-- BEGIN Extract provided --

<h1>Table of Contents<span class="tocSkip"></span></h1>
<div class="toc"><ul class="toc-item"><li><span><a href="#Preliminaries" data-toc-modified-id="Preliminaries-1"><span class="toc-item-num">1&nbsp;&nbsp;</span>Preliminaries</a></span></li><li><span><a href="#Common-uses-for-regression-results" data-toc-modified-id="Common-uses-for-regression-results-2"><span class="toc-item-num">2&nbsp;&nbsp;</span>Common uses for regression results</a></span><ul class="toc-item"><li><span><a href="#Conditional-predictions" data-toc-modified-id="Conditional-predictions-2.1"><span class="toc-item-num">2.1&nbsp;&nbsp;</span>Conditional predictions</a></span></li><li><span><a href="#Unconditional-predictions" data-toc-modified-id="Unconditional-predictions-2.2"><span class="toc-item-num">2.2&nbsp;&nbsp;</span>Unconditional predictions</a></span></li><li><span><a href="#Variance-decomposition" data-toc-modified-id="Variance-decomposition-2.3"><span class="toc-item-num">2.3&nbsp;&nbsp;</span>Variance decomposition</a></span></li></ul></li><li><span><a href="#Interaction-effects-between-explanatory-variables" data-toc-modified-id="Interaction-effects-between-explanatory-variables-3"><span class="toc-item-num">3&nbsp;&nbsp;</span>Interaction effects between explanatory variables</a></span></li><li><span><a href="#Non-linear-explanatory-variables" data-toc-modified-id="Non-linear-explanatory-variables-4"><span class="toc-item-num">4&nbsp;&nbsp;</span>Non-linear explanatory variables</a></span></li></ul></div>

# Preliminaries

In [None]:
# Import packages
import pandas as pd
import numpy as np
import yfinance as yf
import pandas_datareader as pdr
import statsmodels.api as sm

In [None]:
# Load Fama-French factor data
ff3f = pdr.DataReader('F-F_Research_Data_Factors', 'famafrench', '2012-01-01')[0]/100
ff3f.head(2)

-- END Extract provided --
-- BEGIN Data excerpts --

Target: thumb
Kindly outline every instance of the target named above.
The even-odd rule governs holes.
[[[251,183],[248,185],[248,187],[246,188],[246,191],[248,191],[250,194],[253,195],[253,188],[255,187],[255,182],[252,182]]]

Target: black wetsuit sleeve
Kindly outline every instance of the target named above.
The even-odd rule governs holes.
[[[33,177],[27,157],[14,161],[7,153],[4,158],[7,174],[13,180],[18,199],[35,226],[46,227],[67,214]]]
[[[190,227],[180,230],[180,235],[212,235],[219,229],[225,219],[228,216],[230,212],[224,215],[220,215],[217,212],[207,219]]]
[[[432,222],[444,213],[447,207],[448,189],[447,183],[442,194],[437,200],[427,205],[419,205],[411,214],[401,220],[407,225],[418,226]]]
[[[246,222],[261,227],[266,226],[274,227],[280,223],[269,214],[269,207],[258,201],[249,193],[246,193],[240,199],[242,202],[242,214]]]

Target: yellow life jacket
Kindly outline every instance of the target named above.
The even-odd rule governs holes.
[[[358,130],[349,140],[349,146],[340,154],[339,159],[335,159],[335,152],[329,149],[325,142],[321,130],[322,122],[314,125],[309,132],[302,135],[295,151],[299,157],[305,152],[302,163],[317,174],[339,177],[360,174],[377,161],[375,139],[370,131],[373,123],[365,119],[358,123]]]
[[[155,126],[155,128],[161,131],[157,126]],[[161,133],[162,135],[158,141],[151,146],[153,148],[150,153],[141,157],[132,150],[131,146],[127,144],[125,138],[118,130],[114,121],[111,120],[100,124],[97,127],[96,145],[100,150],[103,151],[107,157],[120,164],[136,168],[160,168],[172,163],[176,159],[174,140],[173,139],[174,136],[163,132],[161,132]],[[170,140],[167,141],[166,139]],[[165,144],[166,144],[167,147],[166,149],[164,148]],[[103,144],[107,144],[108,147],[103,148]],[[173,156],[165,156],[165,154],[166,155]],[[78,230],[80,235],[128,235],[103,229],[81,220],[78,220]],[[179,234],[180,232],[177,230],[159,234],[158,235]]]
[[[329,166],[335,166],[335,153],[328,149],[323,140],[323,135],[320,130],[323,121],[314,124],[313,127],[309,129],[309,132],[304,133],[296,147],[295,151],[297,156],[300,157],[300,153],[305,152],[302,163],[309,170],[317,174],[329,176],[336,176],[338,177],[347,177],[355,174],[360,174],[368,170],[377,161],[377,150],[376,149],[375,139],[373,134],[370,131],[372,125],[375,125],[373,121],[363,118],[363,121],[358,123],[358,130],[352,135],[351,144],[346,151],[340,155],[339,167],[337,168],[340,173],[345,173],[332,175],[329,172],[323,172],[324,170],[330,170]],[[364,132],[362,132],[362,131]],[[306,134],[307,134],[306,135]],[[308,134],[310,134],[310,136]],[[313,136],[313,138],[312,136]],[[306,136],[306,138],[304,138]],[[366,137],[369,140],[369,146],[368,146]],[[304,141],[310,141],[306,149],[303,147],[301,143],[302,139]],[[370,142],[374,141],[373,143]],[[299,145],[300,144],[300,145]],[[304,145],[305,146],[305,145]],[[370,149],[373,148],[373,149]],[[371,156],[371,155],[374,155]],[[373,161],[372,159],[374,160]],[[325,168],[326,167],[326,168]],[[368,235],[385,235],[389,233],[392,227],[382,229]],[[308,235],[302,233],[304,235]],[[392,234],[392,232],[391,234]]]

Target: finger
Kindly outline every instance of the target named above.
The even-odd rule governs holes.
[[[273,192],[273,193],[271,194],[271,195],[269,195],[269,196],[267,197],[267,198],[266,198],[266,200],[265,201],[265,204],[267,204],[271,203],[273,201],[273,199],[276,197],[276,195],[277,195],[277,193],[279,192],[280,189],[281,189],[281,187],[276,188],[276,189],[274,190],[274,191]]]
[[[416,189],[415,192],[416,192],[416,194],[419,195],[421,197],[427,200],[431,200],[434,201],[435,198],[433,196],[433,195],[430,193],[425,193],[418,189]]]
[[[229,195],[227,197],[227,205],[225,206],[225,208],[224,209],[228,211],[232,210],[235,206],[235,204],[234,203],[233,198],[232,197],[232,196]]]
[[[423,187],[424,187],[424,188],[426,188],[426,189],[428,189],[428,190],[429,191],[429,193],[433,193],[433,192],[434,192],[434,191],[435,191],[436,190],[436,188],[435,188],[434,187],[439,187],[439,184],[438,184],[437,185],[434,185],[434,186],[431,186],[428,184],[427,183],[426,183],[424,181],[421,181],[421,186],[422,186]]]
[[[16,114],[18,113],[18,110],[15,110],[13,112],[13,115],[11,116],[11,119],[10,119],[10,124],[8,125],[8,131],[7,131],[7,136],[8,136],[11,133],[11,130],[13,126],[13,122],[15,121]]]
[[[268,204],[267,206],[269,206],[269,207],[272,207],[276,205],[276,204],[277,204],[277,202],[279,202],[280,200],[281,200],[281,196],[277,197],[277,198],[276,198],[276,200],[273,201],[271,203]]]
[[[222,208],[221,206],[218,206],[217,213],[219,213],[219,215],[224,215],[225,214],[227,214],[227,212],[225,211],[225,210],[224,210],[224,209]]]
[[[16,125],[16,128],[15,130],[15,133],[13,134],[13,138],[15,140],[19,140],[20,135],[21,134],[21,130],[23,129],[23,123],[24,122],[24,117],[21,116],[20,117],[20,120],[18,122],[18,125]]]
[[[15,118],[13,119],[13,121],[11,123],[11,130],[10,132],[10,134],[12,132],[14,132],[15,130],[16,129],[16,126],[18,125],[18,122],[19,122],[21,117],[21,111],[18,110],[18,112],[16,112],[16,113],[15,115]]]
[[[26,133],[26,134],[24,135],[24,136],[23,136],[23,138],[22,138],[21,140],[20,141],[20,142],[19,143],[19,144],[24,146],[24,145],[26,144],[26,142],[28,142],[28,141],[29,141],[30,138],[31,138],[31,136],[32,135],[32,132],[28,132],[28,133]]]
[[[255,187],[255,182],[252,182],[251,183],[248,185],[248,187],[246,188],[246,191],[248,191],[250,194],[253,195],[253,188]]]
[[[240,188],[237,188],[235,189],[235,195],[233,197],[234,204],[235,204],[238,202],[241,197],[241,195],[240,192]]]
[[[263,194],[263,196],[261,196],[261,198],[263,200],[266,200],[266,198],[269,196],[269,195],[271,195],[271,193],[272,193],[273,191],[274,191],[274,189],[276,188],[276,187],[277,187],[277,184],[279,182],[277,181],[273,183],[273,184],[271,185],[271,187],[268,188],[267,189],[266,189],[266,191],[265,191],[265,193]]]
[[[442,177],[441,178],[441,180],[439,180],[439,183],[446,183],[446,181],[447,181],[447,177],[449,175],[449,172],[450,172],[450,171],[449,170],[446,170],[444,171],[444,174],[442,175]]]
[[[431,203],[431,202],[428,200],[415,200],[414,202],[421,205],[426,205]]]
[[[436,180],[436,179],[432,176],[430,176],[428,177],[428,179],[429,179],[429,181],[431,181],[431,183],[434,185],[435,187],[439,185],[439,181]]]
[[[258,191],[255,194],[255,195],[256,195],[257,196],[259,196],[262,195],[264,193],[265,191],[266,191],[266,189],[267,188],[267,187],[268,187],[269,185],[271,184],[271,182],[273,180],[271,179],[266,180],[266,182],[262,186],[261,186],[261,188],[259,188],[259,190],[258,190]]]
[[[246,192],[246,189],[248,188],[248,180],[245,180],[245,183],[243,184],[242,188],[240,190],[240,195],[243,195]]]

-- END Data excerpts --

## Written request 1
Edit the regression notebook from the words "# Preliminaries" through "ff3f.head(2)", changing "ff3f" to "ff_factors".
## Written request 2
Pick up the regression notebook after its last line and keep writing it.
The listing has no connection to the regression notebook.

## Expected answer 1
# Preliminaries

In [None]:
# Import packages
import pandas as pd
import numpy as np
import yfinance as yf
import pandas_datareader as pdr
import statsmodels.api as sm

In [None]:
# Load Fama-French factor data
ff_factors = pdr.DataReader('F-F_Research_Data_Factors', 'famafrench', '2012-01-01')[0]/100
ff_factors.head(2)

## Expected answer 2
Load data on TSLA and clean it:

In [None]:
    # Download monthly prices (keep only Adjusted Close prices)
firm_prices = yf.download('TSLA', '2012-12-01', '2020-12-31', interval = '1mo')['Adj Close'].dropna().to_frame()

    # Calculate monthly returns, drop missing, convert from Series to DataFrame
firm_ret = firm_prices.pct_change().dropna()

    # Rename "Adj Close" to "TSLA"
firm_ret.rename(columns = {'Adj Close': 'TSLA'}, inplace = True)

    # Convert index to monthly period date
firm_ret.index = firm_ret.index.to_period('M')
firm_ret.head(2)

In [None]:
# Merge the two datasets
data = firm_ret.join(ff3f)
data['const'] = 1
data.head(2)

In [None]:
# Set up the data
    # Dependent variable (left side of the equal sign)
y = data['TSLA'] - data['RF']
y.head(2)

In [None]:
    # Independent variable(s) (right side of the equal sign)
X = data[['const','Mkt-RF']]
X.head(2)

In [None]:
# Run regression and store results in "res" object
res = sm.OLS(y,X).fit()
print(res.summary())

**Challenge**:

Estimate the Fama-French three factor model using the data gathered above

# Common uses for regression results

Assume that we ran a regression of the form:


$$y_t = \alpha + \beta \cdot x_t + \epsilon_t $$

In the CAPM regression we ran above, $y_t$ is the excess return on TSLA and $x_t$ is the excess return on the market:

$$R_{i,t} - R_{f,t} = \alpha_i + \beta_i (R_{m,t} - R_{f,t}) + \epsilon_{i,t}$$


## Conditional predictions

We can use the results of our regression to estimate what we should expect the value of the dependent variable to be, if we knew the value of the independent variable(s). Mathematically, this is given by:

$$ E[y_t | x_t] = \alpha + \beta \cdot x_t $$

**Example**:

Using the results from the single-factor regression above, what is the expected excess return of TSLA if the market excess return is 2%?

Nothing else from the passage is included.